**What you will do**. Could you retype the entries below exactly, omitting every picture?

**Provided data**.
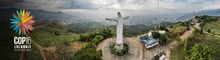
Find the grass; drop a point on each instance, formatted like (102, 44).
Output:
(178, 52)
(214, 26)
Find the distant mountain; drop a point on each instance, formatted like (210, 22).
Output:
(46, 16)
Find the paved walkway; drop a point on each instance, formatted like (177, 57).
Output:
(134, 52)
(150, 52)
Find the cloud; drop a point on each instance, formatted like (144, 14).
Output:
(144, 6)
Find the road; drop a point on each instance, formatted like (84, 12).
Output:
(150, 52)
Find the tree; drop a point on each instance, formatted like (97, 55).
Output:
(84, 37)
(88, 53)
(209, 31)
(163, 39)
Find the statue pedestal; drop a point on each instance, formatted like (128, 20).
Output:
(119, 47)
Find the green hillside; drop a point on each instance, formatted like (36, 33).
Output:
(203, 43)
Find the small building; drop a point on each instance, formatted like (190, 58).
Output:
(151, 43)
(163, 57)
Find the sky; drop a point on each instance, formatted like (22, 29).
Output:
(109, 8)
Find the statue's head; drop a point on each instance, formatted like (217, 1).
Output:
(119, 14)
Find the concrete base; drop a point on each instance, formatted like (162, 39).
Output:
(119, 47)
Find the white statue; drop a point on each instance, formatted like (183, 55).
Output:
(119, 30)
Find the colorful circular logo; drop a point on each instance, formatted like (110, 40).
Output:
(22, 22)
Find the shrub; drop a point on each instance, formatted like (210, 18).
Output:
(123, 52)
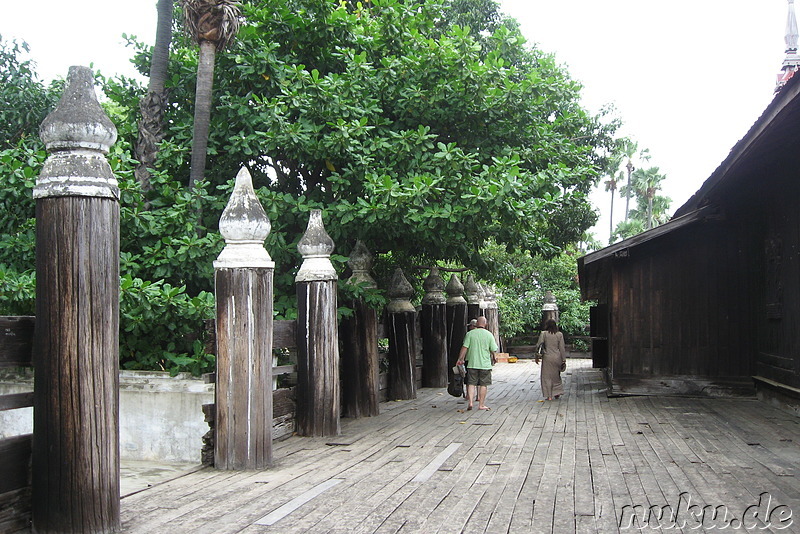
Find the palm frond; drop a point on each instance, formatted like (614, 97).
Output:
(216, 21)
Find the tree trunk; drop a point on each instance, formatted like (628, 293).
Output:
(202, 111)
(611, 218)
(152, 106)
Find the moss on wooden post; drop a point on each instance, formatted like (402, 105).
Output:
(360, 386)
(243, 274)
(401, 321)
(318, 394)
(76, 348)
(434, 331)
(456, 321)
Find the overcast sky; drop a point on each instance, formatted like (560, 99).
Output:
(688, 78)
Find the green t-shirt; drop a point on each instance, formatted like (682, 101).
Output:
(479, 343)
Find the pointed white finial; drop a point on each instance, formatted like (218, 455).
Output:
(78, 135)
(400, 293)
(360, 263)
(455, 291)
(244, 225)
(316, 247)
(434, 288)
(792, 33)
(471, 290)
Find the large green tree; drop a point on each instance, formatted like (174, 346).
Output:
(414, 133)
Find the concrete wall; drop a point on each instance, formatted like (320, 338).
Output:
(161, 417)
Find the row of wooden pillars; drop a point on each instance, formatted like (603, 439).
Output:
(75, 480)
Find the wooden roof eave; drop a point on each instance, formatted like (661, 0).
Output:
(593, 268)
(761, 134)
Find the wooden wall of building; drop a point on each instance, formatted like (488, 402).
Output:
(778, 349)
(680, 313)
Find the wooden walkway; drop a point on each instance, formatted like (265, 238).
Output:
(584, 463)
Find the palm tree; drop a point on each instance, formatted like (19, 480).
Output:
(611, 185)
(151, 126)
(213, 24)
(646, 183)
(628, 148)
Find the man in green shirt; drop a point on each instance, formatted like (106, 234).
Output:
(478, 349)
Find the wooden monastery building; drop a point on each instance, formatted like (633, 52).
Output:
(709, 303)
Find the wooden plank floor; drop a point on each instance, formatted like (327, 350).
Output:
(584, 463)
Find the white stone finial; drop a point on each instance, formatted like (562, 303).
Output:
(491, 297)
(400, 293)
(471, 290)
(549, 302)
(360, 262)
(78, 135)
(792, 33)
(455, 291)
(244, 225)
(316, 247)
(482, 296)
(434, 288)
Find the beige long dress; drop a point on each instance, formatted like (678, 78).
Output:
(554, 355)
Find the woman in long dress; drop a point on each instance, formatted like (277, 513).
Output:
(553, 357)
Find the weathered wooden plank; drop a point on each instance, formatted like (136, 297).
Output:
(15, 401)
(16, 341)
(76, 451)
(360, 363)
(434, 345)
(317, 393)
(284, 335)
(15, 511)
(15, 467)
(518, 459)
(243, 393)
(402, 355)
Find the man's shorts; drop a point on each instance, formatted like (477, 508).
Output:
(479, 377)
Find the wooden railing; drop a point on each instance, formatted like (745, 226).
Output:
(16, 341)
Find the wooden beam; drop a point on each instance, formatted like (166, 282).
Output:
(15, 469)
(14, 401)
(16, 341)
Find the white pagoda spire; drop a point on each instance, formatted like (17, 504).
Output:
(791, 62)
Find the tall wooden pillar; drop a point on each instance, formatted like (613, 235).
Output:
(492, 313)
(318, 395)
(434, 332)
(549, 308)
(76, 347)
(473, 300)
(401, 318)
(359, 332)
(456, 321)
(243, 280)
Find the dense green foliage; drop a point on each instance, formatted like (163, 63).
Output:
(428, 129)
(523, 281)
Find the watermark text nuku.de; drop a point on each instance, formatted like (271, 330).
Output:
(685, 515)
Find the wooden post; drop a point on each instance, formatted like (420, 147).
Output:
(473, 300)
(434, 332)
(243, 280)
(549, 308)
(492, 314)
(318, 396)
(359, 332)
(76, 348)
(456, 321)
(401, 319)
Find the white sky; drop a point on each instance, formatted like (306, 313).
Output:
(688, 78)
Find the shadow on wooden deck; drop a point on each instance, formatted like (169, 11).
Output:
(585, 463)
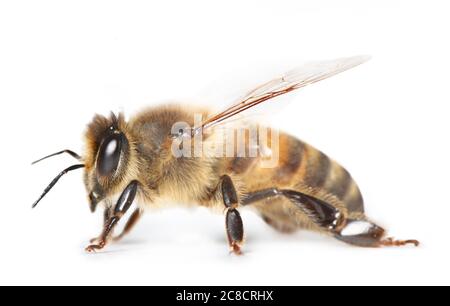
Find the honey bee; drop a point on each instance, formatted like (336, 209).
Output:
(137, 161)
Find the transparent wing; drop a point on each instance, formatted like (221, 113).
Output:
(307, 74)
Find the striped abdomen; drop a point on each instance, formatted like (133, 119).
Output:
(304, 168)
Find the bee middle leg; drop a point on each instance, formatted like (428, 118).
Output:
(113, 216)
(234, 224)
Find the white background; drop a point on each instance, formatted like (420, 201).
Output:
(386, 121)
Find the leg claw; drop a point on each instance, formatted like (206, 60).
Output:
(393, 242)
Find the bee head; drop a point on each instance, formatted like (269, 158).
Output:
(106, 157)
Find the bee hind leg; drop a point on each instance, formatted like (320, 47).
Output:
(364, 233)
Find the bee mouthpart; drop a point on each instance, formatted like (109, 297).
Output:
(93, 201)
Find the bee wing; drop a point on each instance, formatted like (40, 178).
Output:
(309, 73)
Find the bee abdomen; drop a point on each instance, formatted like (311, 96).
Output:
(319, 172)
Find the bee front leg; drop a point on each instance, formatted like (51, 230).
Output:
(120, 209)
(233, 223)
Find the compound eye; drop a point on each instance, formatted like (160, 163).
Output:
(109, 155)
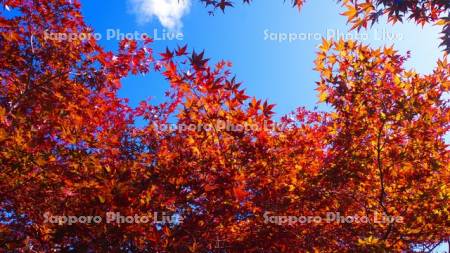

**Response to this exercise**.
Find the grass; drop a point on each instance, formatted like (102, 44).
Output:
(178, 52)
(214, 26)
Find the distant mountain; drop a point on each instance, formatted like (210, 22).
Output:
(46, 16)
Find the paved walkway; drop a point on each instance, formatted like (177, 57).
Output:
(134, 52)
(150, 52)
Find the cloud; drop a point on each instance, formatted like (144, 14).
Output:
(144, 6)
Find the road; drop a point on each instance, formatted like (84, 12).
Output:
(150, 52)
Find the tree; drop a point on each instance, formatted like (97, 55).
Output:
(84, 37)
(88, 53)
(209, 31)
(163, 39)
Find the statue pedestal; drop a point on each instance, formatted like (128, 20).
Output:
(119, 47)
Find the green hillside; drop a point on each instance, formatted like (36, 33).
Output:
(203, 43)
Find the small building; drop a point on each instance, formatted like (190, 58).
Output:
(151, 43)
(163, 57)
Find the sky; drop a point on each instance, formatted like (22, 29).
Output:
(109, 8)
Find the statue's head; drop a point on each instance, formatted like (217, 1).
Output:
(119, 14)
Find the concrete base; drop a point on each instance, formatted like (162, 39).
Output:
(119, 47)
Find the white statue; drop a point on each instance, formatted like (183, 55).
Output:
(119, 30)
Find the colorful circular logo; drop a point on each instance, formatted like (110, 40).
Output:
(22, 22)
Find the shrub; drop a point on each instance, formatted like (210, 18).
Output:
(123, 52)
Find the palm frond; drop a point on each instance, formatted like (614, 97).
Output:
(216, 21)
Find the tree trunk; drop a point on each instance, formatted like (628, 293).
Output:
(202, 111)
(611, 218)
(152, 106)
Find the moss on wooden post; drop a point on each instance, formatted like (402, 105).
Output:
(360, 386)
(243, 274)
(401, 321)
(318, 394)
(76, 348)
(434, 331)
(456, 321)
Find the overcast sky; drop a point on each instance, formatted like (560, 99).
Output:
(688, 78)
Find the green t-shirt; drop a point on each instance, formatted like (682, 101).
Output:
(479, 343)
Find the pointed white finial; drop a point on each instance, formatted like (218, 455).
Output:
(78, 135)
(400, 293)
(360, 263)
(455, 291)
(244, 225)
(316, 247)
(434, 288)
(792, 33)
(471, 290)
Find the large green tree; drop a point on each instance, formatted like (174, 346).
Output:
(414, 133)
Find the concrete wall; drop a point on each instance, formatted like (320, 338).
Output:
(161, 417)
Find the row of wooden pillars; drop a point on each instance, formatted like (603, 439).
Output:
(75, 480)
Find the wooden roof eave; drop a point on each instance, formatted like (661, 0).
Output:
(593, 268)
(761, 134)
Find the wooden wall of building; drop a point on each instance, formatted like (488, 402).
Output:
(778, 349)
(680, 313)
Find the wooden walkway; drop a point on each instance, formatted like (265, 238).
Output:
(584, 463)
Find the palm tree; drop a point on each instance, formatted like (19, 480).
Output:
(611, 185)
(151, 126)
(213, 24)
(646, 183)
(628, 148)
Find the man in green shirt; drop a point on each instance, formatted like (106, 234).
Output:
(478, 349)
Find the wooden monastery building; drop a point on each instance, formatted like (633, 52).
Output:
(709, 303)
Find the wooden plank floor; drop a point on each instance, formatted like (327, 350).
Output:
(584, 463)
Find the white stone finial; drop a point on each instance, formatted like (562, 303).
Output:
(491, 297)
(400, 293)
(471, 290)
(549, 302)
(360, 262)
(78, 135)
(792, 33)
(455, 291)
(244, 225)
(316, 247)
(482, 296)
(434, 288)
Find the beige long dress; drop a point on each instance, formatted like (678, 78).
Output:
(554, 355)
Find the woman in long dress; drop a point on each instance, formatted like (277, 513).
Output:
(553, 357)
Find the weathered wooden plank; drop a point on each instance, formatted like (136, 297).
Output:
(15, 401)
(16, 341)
(76, 451)
(360, 363)
(434, 345)
(317, 393)
(284, 335)
(15, 511)
(15, 467)
(518, 459)
(243, 393)
(402, 355)
Find the man's shorts; drop a point on each instance, formatted like (477, 508).
Output:
(479, 377)
Find the wooden railing; drop a point on each instance, formatted like (745, 226).
Output:
(16, 341)
Find the wooden beam; drop a point on each instance, formatted like (166, 282).
Output:
(15, 469)
(14, 401)
(16, 341)
Find the white pagoda spire; drop a point on each instance, formatted like (17, 504).
Output:
(791, 62)
Find the tall wooden pillar; drop a point on each instance, formatted like (613, 235).
Output:
(492, 313)
(318, 395)
(434, 332)
(549, 308)
(76, 347)
(473, 300)
(401, 318)
(359, 332)
(456, 321)
(243, 280)
Find the dense green foliage; drop a point on each instance, formatted like (163, 63).
Output:
(428, 129)
(523, 281)
Find the watermark text nuku.de; drop a point on each instance, formatted like (271, 330).
Output:
(685, 515)
Find the wooden post; drop a point on each instance, formatted like (420, 147).
Output:
(473, 300)
(434, 332)
(243, 280)
(549, 308)
(492, 314)
(318, 396)
(359, 332)
(76, 348)
(456, 321)
(401, 319)
Find the white sky; drop a point on each instance, formatted like (306, 313).
Output:
(688, 78)
Find the shadow on wooden deck; drop a point on each instance, formatted like (169, 11).
Output:
(585, 463)
Find the honey bee; drop a point on each instance, formatted like (336, 209).
Output:
(137, 161)
Find the transparent wing; drop a point on each instance, formatted like (221, 113).
Output:
(307, 74)
Find the striped abdomen; drop a point on each instance, formatted like (133, 119).
Output:
(304, 168)
Find the bee middle leg; drop a point on each instance, formatted like (428, 118).
Output:
(113, 216)
(234, 224)
Find the white background; drop a point on each instance, formatted like (420, 201).
Output:
(386, 121)
Find the leg claw; drop a point on each instance, formatted like (206, 60).
Output:
(393, 242)
Find the bee head; drop a point on each instance, formatted like (269, 158).
Output:
(106, 157)
Find the bee hind leg; drop a point on each instance, formatted like (320, 47).
Output:
(364, 233)
Find the bee mouthpart; drop a point on each instance, formatted like (109, 297).
Output:
(93, 201)
Find the bee wing; drop a point on each instance, formatted like (40, 178).
Output:
(309, 73)
Find the bee abdomen; drop a point on each instance, formatted like (311, 96).
Output:
(319, 172)
Find the bee front leg; drop a point on each instance, formatted like (51, 230).
Output:
(120, 209)
(233, 223)
Find the compound eye; drop a point on each instance, formatted like (160, 163).
Output:
(109, 155)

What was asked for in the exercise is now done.